VORLIEGENDER TEXT

Buchbesprechung. Giovanni Fasanella, Il Puzzle Moro, Chiarelettere, 2018.

Vor genau 40 Jahren wurde der italienische Staatsmann Aldo Moro von Terroristen der Roten Brigaden entführt und ermordet. Moros Tod war ein Wendepunkt in der Geschichte Italiens und des gesamten Mittelmeerraums, mit weitreichenden Konsequenzen für die Beziehungen zwischen Ost und West und Nord und Süd. Vier Jahrzehnte nach seinem Tod ist die Wahrheit über Moros Tod noch immer nicht vollständig aufgeklärt. Doch die offizielle Version, der zufolge die Motive für Moros Ermordung nur innenpolitisch und die Roten Brigaden ein rein italienisches Phänomen waren, bricht langsam, aber sicher in sich zusammen.

Zwei Faktoren haben in den letzten Jahren viel dazu beigetragen, die Wahrheit über den Fall Moro zu enthüllen: die Ermittlungen des Journalisten und Autoren Giovanni Fasanella, sowie jüngst die Arbeit des Parlamentarischen Untersuchungsausschusses über den Fall Moro, der am 15. Dezember 2017 – zum dritten Mal – seinen Abschlußbericht vorgelegt hat. Der Ausschuß wies nach, daß im Gegensatz zur „öffentlich aussprechbaren Wahrheit“ Moros Mörder sehr wohl internationale Verbindungen und Unterstützung hatten, und Fasanella grub in britischen und US-amerikanischen Archiven Dokumente aus, die eine Mobilisierung von Briten, Franzosen, Amerikanern und Sowjets gegen Moros Politik belegen, wobei die Briten die Strippen einer „subversiven“ Lösung zogen, für die man sich als Alternative zu einem Militärputsch entschied.

BEREITGESTELLTE ZEILEN
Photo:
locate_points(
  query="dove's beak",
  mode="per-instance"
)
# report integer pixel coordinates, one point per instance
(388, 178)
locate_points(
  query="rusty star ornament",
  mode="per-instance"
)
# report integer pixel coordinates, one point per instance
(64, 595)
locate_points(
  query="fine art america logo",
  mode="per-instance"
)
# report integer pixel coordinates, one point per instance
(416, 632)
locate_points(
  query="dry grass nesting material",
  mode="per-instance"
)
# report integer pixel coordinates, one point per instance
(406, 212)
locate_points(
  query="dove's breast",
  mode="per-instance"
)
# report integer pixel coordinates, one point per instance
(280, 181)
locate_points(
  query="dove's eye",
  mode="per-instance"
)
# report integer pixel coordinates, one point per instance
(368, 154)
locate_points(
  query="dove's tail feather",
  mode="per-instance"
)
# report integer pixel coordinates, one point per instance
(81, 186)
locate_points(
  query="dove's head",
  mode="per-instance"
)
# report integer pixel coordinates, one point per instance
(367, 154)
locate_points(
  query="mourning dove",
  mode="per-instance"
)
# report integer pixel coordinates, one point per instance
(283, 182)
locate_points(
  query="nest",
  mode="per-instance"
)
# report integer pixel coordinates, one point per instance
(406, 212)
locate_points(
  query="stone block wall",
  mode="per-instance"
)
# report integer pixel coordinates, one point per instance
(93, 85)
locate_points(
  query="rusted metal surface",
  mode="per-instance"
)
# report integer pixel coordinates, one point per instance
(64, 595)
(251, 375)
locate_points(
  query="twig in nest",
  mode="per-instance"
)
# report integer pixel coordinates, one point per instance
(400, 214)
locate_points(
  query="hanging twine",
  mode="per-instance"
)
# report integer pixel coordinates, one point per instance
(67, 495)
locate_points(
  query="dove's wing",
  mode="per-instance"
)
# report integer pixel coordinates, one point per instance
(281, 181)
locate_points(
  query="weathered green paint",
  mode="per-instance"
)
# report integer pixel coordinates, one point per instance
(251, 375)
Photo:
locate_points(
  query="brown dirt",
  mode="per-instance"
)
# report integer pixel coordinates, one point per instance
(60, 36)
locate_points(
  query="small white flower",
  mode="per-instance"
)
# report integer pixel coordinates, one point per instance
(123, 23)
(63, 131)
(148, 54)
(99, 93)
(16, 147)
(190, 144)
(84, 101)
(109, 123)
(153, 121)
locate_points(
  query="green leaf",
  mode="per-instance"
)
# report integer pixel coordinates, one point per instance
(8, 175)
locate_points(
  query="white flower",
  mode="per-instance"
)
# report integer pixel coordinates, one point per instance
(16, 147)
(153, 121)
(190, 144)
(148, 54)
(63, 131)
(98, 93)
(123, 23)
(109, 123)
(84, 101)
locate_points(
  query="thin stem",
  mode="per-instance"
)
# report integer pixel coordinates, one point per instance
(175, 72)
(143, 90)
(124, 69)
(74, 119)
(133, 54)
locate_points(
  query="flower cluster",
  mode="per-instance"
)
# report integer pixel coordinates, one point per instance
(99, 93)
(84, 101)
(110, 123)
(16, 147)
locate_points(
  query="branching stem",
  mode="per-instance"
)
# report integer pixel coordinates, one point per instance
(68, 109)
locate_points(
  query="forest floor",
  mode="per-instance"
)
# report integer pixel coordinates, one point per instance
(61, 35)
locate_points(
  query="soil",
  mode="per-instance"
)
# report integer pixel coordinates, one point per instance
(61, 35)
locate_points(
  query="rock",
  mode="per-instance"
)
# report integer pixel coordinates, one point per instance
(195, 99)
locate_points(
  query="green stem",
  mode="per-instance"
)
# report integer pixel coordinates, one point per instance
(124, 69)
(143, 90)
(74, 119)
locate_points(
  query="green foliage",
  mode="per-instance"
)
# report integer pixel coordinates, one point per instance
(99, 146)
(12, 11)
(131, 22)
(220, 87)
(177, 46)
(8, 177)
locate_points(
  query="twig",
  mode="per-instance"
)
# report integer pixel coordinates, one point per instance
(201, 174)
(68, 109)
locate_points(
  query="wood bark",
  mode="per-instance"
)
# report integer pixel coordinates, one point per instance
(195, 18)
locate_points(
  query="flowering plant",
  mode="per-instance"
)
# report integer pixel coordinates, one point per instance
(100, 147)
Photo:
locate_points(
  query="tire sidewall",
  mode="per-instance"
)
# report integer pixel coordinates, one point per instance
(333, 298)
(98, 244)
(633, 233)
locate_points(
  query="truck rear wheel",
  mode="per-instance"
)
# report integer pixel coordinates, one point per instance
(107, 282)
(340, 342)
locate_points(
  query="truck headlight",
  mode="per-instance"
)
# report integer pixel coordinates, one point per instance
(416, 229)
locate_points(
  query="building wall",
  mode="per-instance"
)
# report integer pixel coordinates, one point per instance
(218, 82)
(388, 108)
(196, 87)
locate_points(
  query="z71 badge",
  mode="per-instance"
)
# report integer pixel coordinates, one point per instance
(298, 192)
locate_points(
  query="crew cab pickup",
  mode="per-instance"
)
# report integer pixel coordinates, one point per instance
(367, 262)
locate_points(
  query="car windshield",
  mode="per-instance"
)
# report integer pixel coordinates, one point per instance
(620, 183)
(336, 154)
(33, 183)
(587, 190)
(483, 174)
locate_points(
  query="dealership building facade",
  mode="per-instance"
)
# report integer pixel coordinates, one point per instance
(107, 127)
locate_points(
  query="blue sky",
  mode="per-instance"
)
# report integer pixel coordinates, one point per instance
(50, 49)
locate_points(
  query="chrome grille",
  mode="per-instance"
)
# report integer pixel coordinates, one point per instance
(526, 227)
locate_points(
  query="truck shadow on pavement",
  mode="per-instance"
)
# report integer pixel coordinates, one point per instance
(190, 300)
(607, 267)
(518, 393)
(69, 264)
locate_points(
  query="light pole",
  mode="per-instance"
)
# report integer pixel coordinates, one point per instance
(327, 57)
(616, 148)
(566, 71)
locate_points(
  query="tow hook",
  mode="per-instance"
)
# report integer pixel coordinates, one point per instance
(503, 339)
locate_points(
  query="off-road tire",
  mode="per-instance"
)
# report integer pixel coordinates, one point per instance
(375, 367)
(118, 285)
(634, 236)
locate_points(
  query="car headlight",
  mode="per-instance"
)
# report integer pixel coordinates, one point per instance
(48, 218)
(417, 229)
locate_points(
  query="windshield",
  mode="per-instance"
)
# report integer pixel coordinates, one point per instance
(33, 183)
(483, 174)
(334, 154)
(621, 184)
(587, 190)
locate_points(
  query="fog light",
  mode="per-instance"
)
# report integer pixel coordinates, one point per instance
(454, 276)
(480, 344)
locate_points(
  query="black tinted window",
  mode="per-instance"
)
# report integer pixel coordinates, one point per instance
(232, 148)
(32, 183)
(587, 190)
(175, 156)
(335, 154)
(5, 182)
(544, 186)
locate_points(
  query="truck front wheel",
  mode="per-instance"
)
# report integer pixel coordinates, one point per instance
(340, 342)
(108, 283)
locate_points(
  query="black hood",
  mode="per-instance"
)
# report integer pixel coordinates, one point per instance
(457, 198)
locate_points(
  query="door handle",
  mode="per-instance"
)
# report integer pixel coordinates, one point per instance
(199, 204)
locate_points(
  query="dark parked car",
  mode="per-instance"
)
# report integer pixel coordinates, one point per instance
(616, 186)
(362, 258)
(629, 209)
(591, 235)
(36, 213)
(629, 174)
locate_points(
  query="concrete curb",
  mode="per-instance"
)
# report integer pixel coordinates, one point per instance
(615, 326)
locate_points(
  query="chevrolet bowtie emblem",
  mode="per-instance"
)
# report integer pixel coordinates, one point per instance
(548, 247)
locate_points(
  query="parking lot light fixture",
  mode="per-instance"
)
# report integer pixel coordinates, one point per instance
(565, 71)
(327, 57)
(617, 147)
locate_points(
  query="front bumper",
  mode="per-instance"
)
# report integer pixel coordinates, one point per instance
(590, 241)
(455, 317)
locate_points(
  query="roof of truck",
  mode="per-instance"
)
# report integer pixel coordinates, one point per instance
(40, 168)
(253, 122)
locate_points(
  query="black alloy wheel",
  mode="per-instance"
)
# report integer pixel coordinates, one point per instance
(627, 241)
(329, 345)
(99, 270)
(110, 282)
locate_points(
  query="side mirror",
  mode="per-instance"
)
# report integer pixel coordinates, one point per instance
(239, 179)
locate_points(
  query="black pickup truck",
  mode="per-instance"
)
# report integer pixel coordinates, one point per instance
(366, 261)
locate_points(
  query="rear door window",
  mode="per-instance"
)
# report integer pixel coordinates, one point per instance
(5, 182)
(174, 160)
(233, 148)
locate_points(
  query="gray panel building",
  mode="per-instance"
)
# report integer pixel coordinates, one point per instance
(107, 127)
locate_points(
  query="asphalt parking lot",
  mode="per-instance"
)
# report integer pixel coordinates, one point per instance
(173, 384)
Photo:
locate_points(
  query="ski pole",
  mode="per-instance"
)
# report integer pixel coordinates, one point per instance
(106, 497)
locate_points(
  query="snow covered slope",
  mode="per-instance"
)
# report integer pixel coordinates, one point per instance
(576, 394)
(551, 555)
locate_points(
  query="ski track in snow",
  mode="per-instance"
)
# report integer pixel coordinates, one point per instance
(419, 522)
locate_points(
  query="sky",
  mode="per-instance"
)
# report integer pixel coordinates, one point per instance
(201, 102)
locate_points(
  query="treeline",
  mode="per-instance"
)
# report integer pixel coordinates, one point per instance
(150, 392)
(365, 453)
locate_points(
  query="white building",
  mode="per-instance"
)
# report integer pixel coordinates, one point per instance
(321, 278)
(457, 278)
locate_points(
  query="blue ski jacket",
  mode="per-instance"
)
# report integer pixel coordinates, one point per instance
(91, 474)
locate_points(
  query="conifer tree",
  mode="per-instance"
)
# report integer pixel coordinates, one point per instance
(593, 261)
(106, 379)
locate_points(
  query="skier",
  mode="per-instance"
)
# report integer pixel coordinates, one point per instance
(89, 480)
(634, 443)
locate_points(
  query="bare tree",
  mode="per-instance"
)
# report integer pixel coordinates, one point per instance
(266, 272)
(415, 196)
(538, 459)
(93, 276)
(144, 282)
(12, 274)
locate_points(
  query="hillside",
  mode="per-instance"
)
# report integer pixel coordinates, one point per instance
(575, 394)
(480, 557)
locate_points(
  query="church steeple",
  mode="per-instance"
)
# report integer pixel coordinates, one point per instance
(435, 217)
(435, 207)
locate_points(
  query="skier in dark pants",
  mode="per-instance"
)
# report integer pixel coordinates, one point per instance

ZU BEARBEITEN
[1] Prüfen Sie, ob die folgenden Aussagen mit der Buchbesprechung übereinstimmen: (a) Aldo Moro wurde von Terroristen der Roten Brigaden entführt und ermordet. (b) Der Parlamentarische Untersuchungsausschuß legte seinen Abschlußbericht im Dezember 2017 zum ersten Mal vor. (c) Fasanella stieß in französischen Archiven auf Dokumente. Antworten Sie jeweils mit Ja oder Nein, und zitieren Sie die entscheidenden Worte wörtlich.
[2] Geben Sie aus der Buchbesprechung alles von „Buchbesprechung. Giovanni Fasanella, Il“ bis hinunter zu „in sich zusammen.“ wortgetreu wieder.

LÖSUNGEN
[1]
(a) Ja: „von Terroristen der Roten Brigaden entführt und ermordet“
(b) Nein: „am 15. Dezember 2017 – zum dritten Mal – seinen Abschlußbericht vorgelegt hat“
(c) Nein: „grub in britischen und US-amerikanischen Archiven Dokumente aus“

[2]
Buchbesprechung. Giovanni Fasanella, Il Puzzle Moro, Chiarelettere, 2018.

Vor genau 40 Jahren wurde der italienische Staatsmann Aldo Moro von Terroristen der Roten Brigaden entführt und ermordet. Moros Tod war ein Wendepunkt in der Geschichte Italiens und des gesamten Mittelmeerraums, mit weitreichenden Konsequenzen für die Beziehungen zwischen Ost und West und Nord und Süd. Vier Jahrzehnte nach seinem Tod ist die Wahrheit über Moros Tod noch immer nicht vollständig aufgeklärt. Doch die offizielle Version, der zufolge die Motive für Moros Ermordung nur innenpolitisch und die Roten Brigaden ein rein italienisches Phänomen waren, bricht langsam, aber sicher in sich zusammen.